TEXT PROVIDED
-*-*-

# Is there a meet up in Maadi??



## yanai (Aug 8, 2009)

Guys,

The last post which was on a meet up in Maadi seems really old..
Does it seem like we could have a meet up in maadi???

My colleagues wouldnt drink n so it's got a little tough finding company..
If ppl r willing to gather up for a drink or two it would be gr8..

Anyone else interested can feel free to suggest the place n time..
(After work/weekends)

FYI..I m Indian living in Cairo.(M).24 yrs..

Cheers
Vig


----------



## buildergame (Jun 19, 2009)

yanai said:


> Guys,
> 
> The last post which was on a meet up in Maadi seems really old..
> Does it seem like we could have a meet up in maadi???
> ...


Hello Vig,
Yes there is a meet on this weekend for the movie KAMINEY. Would you like to join us?


----------



## teacherman (Jul 15, 2009)

HI, 

I'm game for a meet up and drinks any weekend. let me know. I am on face book at labhras de faoite, 

Cheers 

Labhras


----------



## frenkile (Aug 31, 2009)

Hey, you folks think I can get in on this? Just moved into the city a week ago and definitely looking for my English-speaking fix.


----------



## vignesh_ce (Feb 6, 2010)

Hi guys,

Was the last meeting happened? 

I am a newbie to cairo... I would like to meet some people to go out for a movie/restaurant/ cup of coffee.. just to spend some time with people...

I live in Maadi, but it doesnt mean that meeting should happen only in Maadi.. It could be anywhere in cairo... Pls lemme know.. if anyone interested...


----------



## MaidenScotland (Jun 6, 2009)

vignesh_ce said:


> Hi guys,
> 
> Was the last meeting happened?
> 
> ...


I don't think the meet went ahead, but hey if someone organises something I wil turn up 

Maiden


----------



## vignesh_ce (Feb 6, 2010)

-*-*-

EXTRACTED MATERIAL
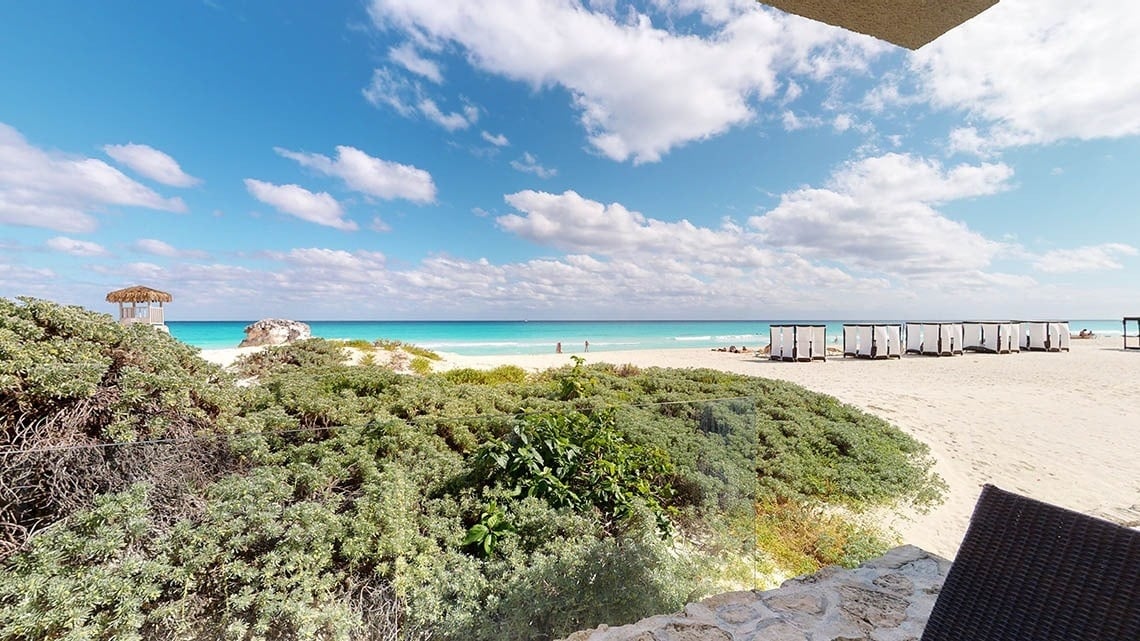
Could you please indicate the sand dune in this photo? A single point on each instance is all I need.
(1060, 427)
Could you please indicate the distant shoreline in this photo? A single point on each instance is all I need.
(1058, 427)
(487, 338)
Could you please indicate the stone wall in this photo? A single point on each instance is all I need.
(886, 599)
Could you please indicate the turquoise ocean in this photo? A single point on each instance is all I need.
(478, 338)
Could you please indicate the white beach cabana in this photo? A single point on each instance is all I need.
(1131, 341)
(992, 337)
(873, 340)
(1044, 335)
(798, 342)
(934, 338)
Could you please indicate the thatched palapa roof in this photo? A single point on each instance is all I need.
(906, 23)
(138, 293)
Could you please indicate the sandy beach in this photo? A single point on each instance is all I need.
(1059, 427)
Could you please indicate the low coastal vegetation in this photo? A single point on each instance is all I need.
(145, 495)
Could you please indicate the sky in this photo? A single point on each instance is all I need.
(569, 160)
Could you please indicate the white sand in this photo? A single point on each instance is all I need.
(1059, 427)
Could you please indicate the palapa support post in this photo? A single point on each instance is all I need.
(148, 314)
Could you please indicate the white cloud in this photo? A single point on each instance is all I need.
(794, 122)
(155, 246)
(407, 57)
(1090, 258)
(151, 162)
(60, 192)
(372, 176)
(391, 89)
(967, 140)
(529, 164)
(640, 90)
(1040, 71)
(408, 98)
(302, 203)
(498, 139)
(580, 225)
(75, 248)
(877, 213)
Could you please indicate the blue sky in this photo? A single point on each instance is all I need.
(561, 159)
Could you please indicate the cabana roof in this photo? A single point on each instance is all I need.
(906, 23)
(138, 293)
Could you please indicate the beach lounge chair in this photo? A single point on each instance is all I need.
(1033, 571)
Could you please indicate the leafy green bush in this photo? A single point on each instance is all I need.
(498, 375)
(338, 502)
(73, 382)
(309, 353)
(421, 365)
(583, 462)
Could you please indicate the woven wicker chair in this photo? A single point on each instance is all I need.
(1032, 571)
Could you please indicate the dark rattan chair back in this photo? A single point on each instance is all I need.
(1032, 571)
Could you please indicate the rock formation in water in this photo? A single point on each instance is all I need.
(275, 331)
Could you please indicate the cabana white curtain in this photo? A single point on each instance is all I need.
(994, 337)
(872, 340)
(798, 342)
(1045, 335)
(934, 339)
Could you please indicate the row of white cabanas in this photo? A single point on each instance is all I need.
(892, 340)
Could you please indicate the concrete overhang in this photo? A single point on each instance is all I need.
(906, 23)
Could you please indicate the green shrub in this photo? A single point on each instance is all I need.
(72, 384)
(309, 353)
(583, 462)
(421, 365)
(338, 502)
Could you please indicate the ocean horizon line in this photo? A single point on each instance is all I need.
(480, 338)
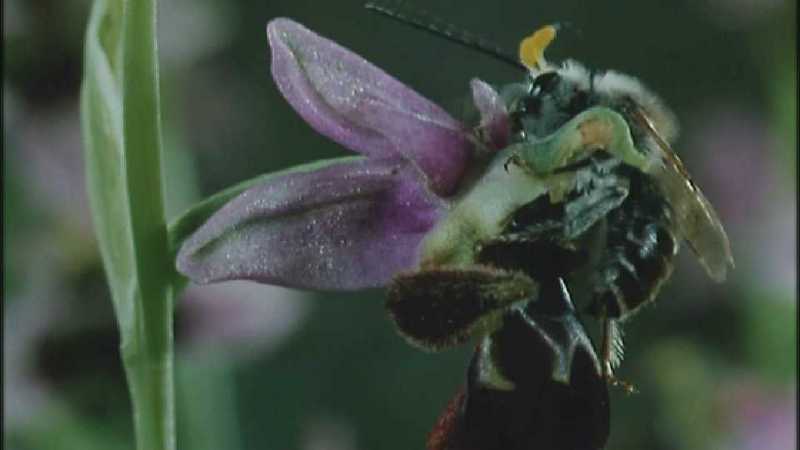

-*-*-

WRITTEN TASK A
In the Maadi meetup thread, what movie does buildergame say this weekend's meet is for?
WRITTEN TASK B
Name every distinct username that posts in the Maadi meetup thread.
WRITTEN TASK C
Carry on the Maadi meetup thread from its last line.

RIGHT ANSWER A
KAMINEY

RIGHT ANSWER B
yanai, buildergame, teacherman, frenkile, vignesh_ce, MaidenScotland

RIGHT ANSWER C
That's great!

Though I don't have much work at office, I will take a lead in organizing the meet - we can meet on Friday i.e. 12.02.2010 

But before that I would like to know the list of participants.

Since, I am new to Cairo, I don't know much other than Maadi.

Can you recommend a good place?

I hope that many members will participate!!


----------



## MaidenScotland (Jun 6, 2009)

vignesh_ce said:


> That's great!
> 
> Though I don't have much work at office, I will take a lead in organizing the meet - we can meet on Friday i.e. 12.02.2010
> 
> ...



Lol well I don't know Maadi as I live on the other side of the river, but TGI Fridays is on the corniche in Maadi... so easily found.


----------



## vignesh_ce (Feb 6, 2010)

well, that would be perfect for me.....

But I wish more member to participate.

So, the venue is TGI Friday and time is 5:00 pm (Not Egyptian time  

Let the countdown start,

1, vignesh
2, Maiden scotland (pls confirm your availability)
3...................
4

still long way to go...


----------



## hbhoj26 (Jul 12, 2012)

Hi do these meet ups still happen ? i and my house mates would be interested to come along?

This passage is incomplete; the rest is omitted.